SHORT TASK: Find the line containing "# test: locate() returns one point per instance of the asphalt". Return it and every line after it, unchanged, up to and including the last line.

(Entries taken from a collection)
——
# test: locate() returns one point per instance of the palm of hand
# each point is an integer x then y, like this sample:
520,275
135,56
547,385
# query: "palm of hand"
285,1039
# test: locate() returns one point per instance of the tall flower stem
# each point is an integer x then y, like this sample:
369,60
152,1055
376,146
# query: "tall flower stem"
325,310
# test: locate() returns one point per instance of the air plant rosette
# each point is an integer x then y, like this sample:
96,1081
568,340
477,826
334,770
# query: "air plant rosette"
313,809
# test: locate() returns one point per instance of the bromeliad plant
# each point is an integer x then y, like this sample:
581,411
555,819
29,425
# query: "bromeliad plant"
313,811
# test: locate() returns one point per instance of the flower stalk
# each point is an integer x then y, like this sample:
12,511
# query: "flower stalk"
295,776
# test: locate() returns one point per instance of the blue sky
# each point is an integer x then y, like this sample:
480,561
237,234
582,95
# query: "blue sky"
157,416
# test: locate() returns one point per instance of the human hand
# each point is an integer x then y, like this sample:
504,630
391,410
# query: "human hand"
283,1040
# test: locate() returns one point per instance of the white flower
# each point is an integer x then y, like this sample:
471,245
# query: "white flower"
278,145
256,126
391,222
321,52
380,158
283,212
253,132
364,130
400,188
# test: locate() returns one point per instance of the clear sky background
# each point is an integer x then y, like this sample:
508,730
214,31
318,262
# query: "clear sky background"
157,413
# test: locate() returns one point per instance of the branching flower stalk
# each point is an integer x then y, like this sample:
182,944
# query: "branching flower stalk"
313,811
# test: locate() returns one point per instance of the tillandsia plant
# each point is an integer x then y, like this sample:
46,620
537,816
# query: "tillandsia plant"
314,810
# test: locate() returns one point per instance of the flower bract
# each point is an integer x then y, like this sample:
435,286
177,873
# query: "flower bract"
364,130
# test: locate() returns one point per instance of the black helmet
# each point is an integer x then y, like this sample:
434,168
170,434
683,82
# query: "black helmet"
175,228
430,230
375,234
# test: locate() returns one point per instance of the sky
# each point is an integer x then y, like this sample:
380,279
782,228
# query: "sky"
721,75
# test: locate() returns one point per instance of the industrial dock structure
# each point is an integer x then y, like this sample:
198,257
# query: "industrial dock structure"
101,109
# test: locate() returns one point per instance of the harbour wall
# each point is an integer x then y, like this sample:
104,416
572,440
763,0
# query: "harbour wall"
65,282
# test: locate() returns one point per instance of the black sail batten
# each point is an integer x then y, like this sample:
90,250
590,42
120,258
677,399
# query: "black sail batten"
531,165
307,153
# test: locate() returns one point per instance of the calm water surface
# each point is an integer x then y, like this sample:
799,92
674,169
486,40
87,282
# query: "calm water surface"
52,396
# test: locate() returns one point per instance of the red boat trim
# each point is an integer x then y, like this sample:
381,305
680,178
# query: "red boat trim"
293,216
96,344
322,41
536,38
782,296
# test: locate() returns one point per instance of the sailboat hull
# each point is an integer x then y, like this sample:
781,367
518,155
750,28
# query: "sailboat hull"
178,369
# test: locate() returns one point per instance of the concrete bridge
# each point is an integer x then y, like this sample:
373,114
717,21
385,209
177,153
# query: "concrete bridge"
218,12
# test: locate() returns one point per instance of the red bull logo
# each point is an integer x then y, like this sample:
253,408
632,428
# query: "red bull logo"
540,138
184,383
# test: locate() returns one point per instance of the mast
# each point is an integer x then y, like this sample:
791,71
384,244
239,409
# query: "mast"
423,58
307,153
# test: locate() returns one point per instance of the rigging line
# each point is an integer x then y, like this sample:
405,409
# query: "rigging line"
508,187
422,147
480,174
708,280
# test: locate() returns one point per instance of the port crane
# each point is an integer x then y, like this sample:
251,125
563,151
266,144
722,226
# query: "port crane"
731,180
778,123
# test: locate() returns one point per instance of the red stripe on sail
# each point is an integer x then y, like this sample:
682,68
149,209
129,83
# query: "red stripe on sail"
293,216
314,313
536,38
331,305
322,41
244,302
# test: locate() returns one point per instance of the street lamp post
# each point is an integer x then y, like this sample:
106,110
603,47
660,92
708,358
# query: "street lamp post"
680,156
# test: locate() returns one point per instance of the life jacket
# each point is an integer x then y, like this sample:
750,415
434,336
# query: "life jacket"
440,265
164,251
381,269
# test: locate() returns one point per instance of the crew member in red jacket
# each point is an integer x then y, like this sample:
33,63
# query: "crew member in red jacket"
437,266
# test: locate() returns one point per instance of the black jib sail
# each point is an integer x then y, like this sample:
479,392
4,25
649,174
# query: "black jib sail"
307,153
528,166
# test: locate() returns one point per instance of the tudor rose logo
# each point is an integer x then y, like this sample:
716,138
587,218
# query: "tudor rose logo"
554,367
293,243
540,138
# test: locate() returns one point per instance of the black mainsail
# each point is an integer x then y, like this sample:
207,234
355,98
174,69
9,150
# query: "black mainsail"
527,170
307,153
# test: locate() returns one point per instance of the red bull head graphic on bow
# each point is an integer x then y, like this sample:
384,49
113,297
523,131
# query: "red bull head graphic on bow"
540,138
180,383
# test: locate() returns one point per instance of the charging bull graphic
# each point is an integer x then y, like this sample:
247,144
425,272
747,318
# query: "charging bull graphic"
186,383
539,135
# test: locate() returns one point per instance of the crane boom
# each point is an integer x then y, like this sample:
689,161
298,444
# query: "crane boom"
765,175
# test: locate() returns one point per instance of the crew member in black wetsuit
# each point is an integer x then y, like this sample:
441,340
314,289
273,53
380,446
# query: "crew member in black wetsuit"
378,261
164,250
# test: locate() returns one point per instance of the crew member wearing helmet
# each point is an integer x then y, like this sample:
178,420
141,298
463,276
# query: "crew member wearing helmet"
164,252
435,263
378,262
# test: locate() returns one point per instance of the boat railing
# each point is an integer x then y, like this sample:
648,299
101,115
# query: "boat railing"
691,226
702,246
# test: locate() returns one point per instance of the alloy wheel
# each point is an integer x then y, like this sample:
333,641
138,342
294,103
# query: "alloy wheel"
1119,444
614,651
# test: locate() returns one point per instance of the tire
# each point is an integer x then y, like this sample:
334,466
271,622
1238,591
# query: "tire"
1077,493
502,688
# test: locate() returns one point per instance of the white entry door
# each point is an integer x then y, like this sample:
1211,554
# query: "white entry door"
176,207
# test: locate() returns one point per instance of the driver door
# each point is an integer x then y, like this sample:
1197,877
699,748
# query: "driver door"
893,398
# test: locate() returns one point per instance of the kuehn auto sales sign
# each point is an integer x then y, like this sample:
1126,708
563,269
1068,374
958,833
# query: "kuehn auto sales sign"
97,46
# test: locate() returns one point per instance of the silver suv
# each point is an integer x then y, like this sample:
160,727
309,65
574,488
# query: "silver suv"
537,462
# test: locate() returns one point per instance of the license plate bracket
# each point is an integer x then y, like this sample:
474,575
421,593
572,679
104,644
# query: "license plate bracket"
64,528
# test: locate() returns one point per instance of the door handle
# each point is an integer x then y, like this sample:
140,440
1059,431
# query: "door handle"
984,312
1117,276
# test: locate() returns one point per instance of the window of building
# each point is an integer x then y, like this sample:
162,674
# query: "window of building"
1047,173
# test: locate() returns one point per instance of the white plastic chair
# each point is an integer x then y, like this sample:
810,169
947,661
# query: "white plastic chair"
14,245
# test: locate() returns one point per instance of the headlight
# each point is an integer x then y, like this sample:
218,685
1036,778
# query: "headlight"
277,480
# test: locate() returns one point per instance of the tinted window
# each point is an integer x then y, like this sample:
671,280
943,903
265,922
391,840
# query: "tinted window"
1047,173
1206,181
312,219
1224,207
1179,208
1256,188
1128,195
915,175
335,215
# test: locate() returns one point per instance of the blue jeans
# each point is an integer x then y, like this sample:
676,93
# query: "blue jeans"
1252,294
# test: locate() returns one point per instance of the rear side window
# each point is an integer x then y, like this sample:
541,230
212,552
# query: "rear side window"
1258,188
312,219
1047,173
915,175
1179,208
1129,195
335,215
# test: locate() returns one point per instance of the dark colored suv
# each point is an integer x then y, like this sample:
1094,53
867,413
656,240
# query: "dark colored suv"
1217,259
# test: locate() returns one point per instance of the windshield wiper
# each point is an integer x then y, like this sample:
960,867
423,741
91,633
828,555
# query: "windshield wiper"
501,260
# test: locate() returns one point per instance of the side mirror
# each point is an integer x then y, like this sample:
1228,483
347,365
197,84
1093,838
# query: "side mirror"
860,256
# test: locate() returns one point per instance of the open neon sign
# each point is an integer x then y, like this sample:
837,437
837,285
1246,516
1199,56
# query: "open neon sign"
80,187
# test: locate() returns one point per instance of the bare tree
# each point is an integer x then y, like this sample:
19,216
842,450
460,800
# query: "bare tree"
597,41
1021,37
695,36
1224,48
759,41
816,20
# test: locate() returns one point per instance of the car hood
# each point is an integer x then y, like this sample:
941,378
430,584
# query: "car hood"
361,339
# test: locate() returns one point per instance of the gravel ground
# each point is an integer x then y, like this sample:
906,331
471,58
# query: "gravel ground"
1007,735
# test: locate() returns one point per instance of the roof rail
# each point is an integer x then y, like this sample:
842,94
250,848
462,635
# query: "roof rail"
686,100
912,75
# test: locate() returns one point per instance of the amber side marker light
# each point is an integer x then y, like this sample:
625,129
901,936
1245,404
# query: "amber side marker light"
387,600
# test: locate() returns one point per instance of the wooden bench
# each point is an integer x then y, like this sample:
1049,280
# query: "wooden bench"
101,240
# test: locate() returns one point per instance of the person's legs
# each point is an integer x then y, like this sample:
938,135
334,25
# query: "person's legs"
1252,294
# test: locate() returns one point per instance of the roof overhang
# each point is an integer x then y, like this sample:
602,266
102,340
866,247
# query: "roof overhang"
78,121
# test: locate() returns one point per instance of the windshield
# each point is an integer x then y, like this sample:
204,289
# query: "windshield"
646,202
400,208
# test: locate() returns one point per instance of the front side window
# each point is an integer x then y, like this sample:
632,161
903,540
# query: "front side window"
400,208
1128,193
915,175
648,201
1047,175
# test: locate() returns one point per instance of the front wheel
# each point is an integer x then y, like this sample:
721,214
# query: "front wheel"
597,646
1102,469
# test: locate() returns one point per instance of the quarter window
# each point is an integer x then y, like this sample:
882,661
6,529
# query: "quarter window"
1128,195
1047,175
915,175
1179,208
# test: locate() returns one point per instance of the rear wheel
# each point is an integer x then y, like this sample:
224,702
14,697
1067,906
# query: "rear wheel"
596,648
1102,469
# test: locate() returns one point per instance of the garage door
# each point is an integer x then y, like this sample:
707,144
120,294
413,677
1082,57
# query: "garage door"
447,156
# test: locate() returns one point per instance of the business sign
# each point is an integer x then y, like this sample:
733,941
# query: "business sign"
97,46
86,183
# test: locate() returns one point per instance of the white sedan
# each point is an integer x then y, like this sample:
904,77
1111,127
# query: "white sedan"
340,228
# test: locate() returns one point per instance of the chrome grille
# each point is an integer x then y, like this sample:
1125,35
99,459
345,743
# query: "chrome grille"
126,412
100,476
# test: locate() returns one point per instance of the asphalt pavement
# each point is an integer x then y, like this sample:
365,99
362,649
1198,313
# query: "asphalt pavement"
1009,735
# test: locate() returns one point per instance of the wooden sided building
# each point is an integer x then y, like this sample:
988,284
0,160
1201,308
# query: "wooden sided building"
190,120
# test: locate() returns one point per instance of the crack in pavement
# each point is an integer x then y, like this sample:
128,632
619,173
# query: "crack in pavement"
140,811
——
CORRECT RESPONSE:
# test: locate() returns one point per instance of the asphalt pavement
# each point is an integer x then y, like this sample:
365,99
362,649
1198,313
# query: "asphalt pavement"
1009,735
# test: locate() returns one point per instance of the wooden sided building
# each point is an integer x then y, like this sample:
988,284
0,160
1201,308
# query: "wooden sided building"
190,120
# test: locate() returns one point per instance of the crack in pavement
# each point is an integer x then y, like this sample:
128,632
619,173
# query: "crack in pavement"
140,811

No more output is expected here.